Set task: Please write out every one of the items below word for word.

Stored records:
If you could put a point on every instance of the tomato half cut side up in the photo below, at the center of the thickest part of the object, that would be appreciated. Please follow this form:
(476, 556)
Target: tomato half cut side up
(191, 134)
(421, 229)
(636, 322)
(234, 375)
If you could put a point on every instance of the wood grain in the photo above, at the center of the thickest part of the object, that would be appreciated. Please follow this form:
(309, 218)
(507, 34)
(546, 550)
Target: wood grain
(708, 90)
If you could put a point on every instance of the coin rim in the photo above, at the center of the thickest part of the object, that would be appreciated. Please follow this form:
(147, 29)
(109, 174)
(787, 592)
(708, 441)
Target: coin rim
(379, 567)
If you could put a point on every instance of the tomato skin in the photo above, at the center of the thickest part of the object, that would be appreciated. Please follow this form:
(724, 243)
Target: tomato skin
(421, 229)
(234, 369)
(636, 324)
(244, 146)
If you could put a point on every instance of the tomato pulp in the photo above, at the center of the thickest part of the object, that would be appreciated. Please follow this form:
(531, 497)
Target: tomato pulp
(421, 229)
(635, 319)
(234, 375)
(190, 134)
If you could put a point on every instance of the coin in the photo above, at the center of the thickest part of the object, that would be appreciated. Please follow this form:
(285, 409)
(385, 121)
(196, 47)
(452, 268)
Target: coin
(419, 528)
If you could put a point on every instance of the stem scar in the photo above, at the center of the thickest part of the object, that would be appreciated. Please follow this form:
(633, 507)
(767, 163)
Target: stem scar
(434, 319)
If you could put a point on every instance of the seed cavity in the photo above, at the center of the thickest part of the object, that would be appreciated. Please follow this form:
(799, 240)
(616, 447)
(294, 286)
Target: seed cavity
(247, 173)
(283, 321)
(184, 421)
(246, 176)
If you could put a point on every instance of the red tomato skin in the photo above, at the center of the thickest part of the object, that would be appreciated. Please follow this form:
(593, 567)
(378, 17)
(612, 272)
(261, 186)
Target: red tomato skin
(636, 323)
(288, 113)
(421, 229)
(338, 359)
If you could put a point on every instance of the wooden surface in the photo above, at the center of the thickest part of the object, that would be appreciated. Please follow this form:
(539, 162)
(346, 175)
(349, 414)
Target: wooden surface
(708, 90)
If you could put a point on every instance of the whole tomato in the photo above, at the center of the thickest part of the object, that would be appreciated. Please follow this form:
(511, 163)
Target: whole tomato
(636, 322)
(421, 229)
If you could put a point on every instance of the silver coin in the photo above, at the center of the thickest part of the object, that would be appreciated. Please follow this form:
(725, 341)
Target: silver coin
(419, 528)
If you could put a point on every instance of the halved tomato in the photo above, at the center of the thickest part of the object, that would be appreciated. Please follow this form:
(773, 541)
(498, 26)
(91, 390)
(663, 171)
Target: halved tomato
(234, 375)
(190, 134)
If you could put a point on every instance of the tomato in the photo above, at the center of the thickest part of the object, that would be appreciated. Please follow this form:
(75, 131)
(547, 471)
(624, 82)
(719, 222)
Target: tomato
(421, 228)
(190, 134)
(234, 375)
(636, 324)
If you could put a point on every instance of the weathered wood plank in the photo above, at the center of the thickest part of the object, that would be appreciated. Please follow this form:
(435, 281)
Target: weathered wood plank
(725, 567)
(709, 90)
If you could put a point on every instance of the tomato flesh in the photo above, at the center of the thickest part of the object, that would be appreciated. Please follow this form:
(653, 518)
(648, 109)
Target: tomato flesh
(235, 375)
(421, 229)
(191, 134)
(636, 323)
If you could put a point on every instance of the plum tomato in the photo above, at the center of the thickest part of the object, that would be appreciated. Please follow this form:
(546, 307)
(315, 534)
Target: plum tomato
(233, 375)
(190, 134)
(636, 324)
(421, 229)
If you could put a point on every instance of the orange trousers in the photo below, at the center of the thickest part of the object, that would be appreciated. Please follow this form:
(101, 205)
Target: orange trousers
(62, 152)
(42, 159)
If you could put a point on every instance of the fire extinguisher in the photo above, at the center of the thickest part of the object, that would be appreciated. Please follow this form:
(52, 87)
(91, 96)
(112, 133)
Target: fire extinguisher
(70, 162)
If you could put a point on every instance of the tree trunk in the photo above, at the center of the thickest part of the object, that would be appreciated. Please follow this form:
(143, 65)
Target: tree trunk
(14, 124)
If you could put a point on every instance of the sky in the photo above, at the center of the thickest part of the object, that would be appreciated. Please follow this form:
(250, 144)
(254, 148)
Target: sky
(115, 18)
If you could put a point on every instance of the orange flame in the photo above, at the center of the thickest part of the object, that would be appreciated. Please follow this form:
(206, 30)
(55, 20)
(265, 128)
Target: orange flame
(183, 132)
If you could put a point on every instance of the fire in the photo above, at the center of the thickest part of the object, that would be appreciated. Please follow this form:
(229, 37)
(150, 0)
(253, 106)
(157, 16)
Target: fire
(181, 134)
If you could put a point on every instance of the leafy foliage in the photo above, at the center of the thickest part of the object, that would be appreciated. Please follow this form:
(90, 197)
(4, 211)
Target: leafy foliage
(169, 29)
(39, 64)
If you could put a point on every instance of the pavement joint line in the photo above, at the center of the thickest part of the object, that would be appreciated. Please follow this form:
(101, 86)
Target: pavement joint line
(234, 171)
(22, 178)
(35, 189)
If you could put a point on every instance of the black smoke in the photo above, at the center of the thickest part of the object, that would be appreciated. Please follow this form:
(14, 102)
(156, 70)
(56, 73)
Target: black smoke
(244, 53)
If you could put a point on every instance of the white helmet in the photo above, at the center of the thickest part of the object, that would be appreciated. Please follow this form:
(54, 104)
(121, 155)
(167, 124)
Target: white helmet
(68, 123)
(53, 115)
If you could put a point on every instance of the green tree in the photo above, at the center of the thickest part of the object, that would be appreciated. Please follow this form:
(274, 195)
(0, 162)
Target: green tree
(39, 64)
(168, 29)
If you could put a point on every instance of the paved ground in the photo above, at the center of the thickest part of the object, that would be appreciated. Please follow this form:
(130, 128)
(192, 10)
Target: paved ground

Result for this exercise:
If you could put a point on every instance of the tomato half cut side up in the photo below, at the center of the thickest part of the object, that would be appreciated. Please follow this form:
(476, 556)
Target: tomato half cut side up
(191, 134)
(421, 229)
(636, 322)
(234, 375)
If you could put a point on every instance of the wood grain in the photo above, at the center of the thickest part of the object, that would be appreciated. Please follow this form:
(309, 218)
(507, 34)
(546, 550)
Target: wood grain
(708, 90)
If you could put a point on every instance of the coin rim in the photo above, at the center of the thickest part of the object, that would be appreciated. Please follow this form:
(147, 29)
(109, 174)
(787, 592)
(708, 441)
Target: coin rim
(379, 567)
If you could put a point on every instance of the tomato skin in the photo above, at the center of the thickest part of the object, that would be appreciated. Please follow this form:
(724, 243)
Target: tomato skin
(421, 229)
(234, 369)
(636, 324)
(244, 146)
If you could put a point on every instance of the tomato pulp in the photo above, at the center of the thickest part of the object, that would be appreciated. Please follow this form:
(531, 497)
Target: tomato pulp
(421, 229)
(635, 319)
(234, 375)
(190, 134)
If you could put a point on every instance of the coin in the photo above, at the center of the thickest part of the object, that would be appreciated. Please follow this form:
(285, 409)
(385, 121)
(196, 47)
(452, 268)
Target: coin
(419, 528)
If you could put a point on every instance of the stem scar in the photo above, at the center of the thickest part of the object, that would be appreciated. Please follow this form:
(633, 507)
(767, 163)
Target: stem scar
(434, 319)
If you could put a point on every instance of the seed cavity in the photo above, at the center of the thickest part of the object, that would be appreciated. Please follow this form:
(799, 240)
(616, 447)
(294, 286)
Target: seed cavity
(247, 173)
(283, 321)
(184, 421)
(246, 176)
If you could put a point on every instance of the red tomato skin in the photo above, at the center of the thickest part of the object, that would be appreciated. Please follow this form:
(593, 567)
(378, 17)
(612, 272)
(261, 186)
Target: red tomato skin
(636, 323)
(288, 113)
(421, 229)
(338, 359)
If you could put a point on every instance of the wooden surface in the photo above, at the center of the thickest part of the object, that would be appreciated. Please follow this form:
(539, 162)
(346, 175)
(349, 414)
Target: wooden surface
(708, 90)
If you could put a point on every instance of the whole tomato in the photo above, at the center of the thickest part of the object, that would be appreciated. Please follow this form:
(511, 163)
Target: whole tomato
(636, 322)
(421, 229)
If you could put a point on every instance of the silver coin in the photo above, at the center of the thickest part of the object, that would be appreciated. Please follow this form:
(725, 341)
Target: silver coin
(419, 528)
If you could put a point on every instance of the halved tomato in the photo above, at the center of the thickest part of the object, that would be appreciated. Please follow this form:
(773, 541)
(498, 26)
(91, 390)
(663, 171)
Target: halved tomato
(234, 375)
(190, 134)
If you could put a point on every instance of the tomato in the photo above, at the center of the thickest part of the object, that would be appreciated. Please follow this form:
(75, 131)
(547, 471)
(624, 82)
(719, 222)
Target: tomato
(421, 228)
(190, 134)
(234, 375)
(636, 324)
If you could put a point on every instance of the weathered wood plank in the photo above, at the center of the thickest part of the object, that would be appreciated. Please follow this form:
(435, 281)
Target: weathered wood plank
(725, 567)
(709, 90)
If you could put a point on every instance of the tomato flesh in the photo above, at the center of the thickest part of the object, that would be appreciated. Please follow this form:
(653, 518)
(648, 109)
Target: tomato flesh
(235, 375)
(421, 229)
(191, 134)
(636, 323)
If you could put a point on every instance of the plum tomato in the photo above, at the center of the thickest part of the object, that would be appreciated. Please follow this form:
(546, 307)
(315, 534)
Target: plum tomato
(233, 375)
(190, 134)
(636, 324)
(421, 229)
If you could put a point on every instance of the orange trousers in the photo below, at the center of the thickest part of the object, that would be appreciated. Please follow this form:
(101, 205)
Target: orange trousers
(62, 152)
(42, 159)
If you could put a point on every instance of the fire extinguisher in the photo above, at the center of the thickest part of the object, that would be appreciated. Please follow this form:
(52, 87)
(91, 96)
(112, 133)
Target: fire extinguisher
(70, 162)
If you could put a point on every instance of the tree trunk in the photo above, at the center of the thickest part of the object, that would be appreciated. Please follow this form:
(143, 65)
Target: tree trunk
(14, 124)
If you could put a point on every instance of the sky in the photo above, at the center of the thickest part of the object, that would be appreciated. Please follow this form:
(250, 144)
(254, 148)
Target: sky
(115, 18)
If you could put a point on every instance of the orange flame in the photo above, at the center of the thickest part of the object, that would be appreciated. Please follow this form:
(206, 30)
(55, 20)
(265, 128)
Target: orange flame
(183, 132)
If you could put a point on every instance of the fire in the photo above, at the center of the thickest part of the object, that would be appreciated. Please follow this form:
(229, 37)
(150, 0)
(253, 106)
(157, 16)
Target: fire
(181, 134)
If you could put a point on every instance of the leafy foliage in the photo above, at the center of the thickest part of the object, that would be appreciated. Please follow this form:
(90, 197)
(4, 211)
Target: leafy foliage
(169, 29)
(39, 64)
If you could put a point on every instance of the pavement joint line in the photo above, at the center of the thickest part of the object, that would be appreciated. Please follow this form:
(101, 86)
Target: pavement joint line
(234, 171)
(22, 178)
(35, 189)
If you could put a point on every instance of the black smoke in the photo above, at the center of the thickest part of the object, that would be appreciated. Please follow this form:
(14, 102)
(156, 70)
(56, 73)
Target: black smoke
(244, 53)
If you could put a point on every instance of the white helmet in the photo above, at the center of the thickest part of the object, that would be appreciated. Please follow this form:
(54, 104)
(121, 155)
(167, 124)
Target: white helmet
(68, 123)
(53, 115)
If you could put a point on every instance of the green tree in the photo above, at the center of the thickest part of the object, that would be appreciated. Please follow this form:
(274, 195)
(0, 162)
Target: green tree
(39, 64)
(168, 29)
If you could put a point on every instance of the paved ground in the photo above, at the center of the thickest part of the object, that would be appreciated. Please follow this form:
(130, 128)
(192, 10)
Target: paved ground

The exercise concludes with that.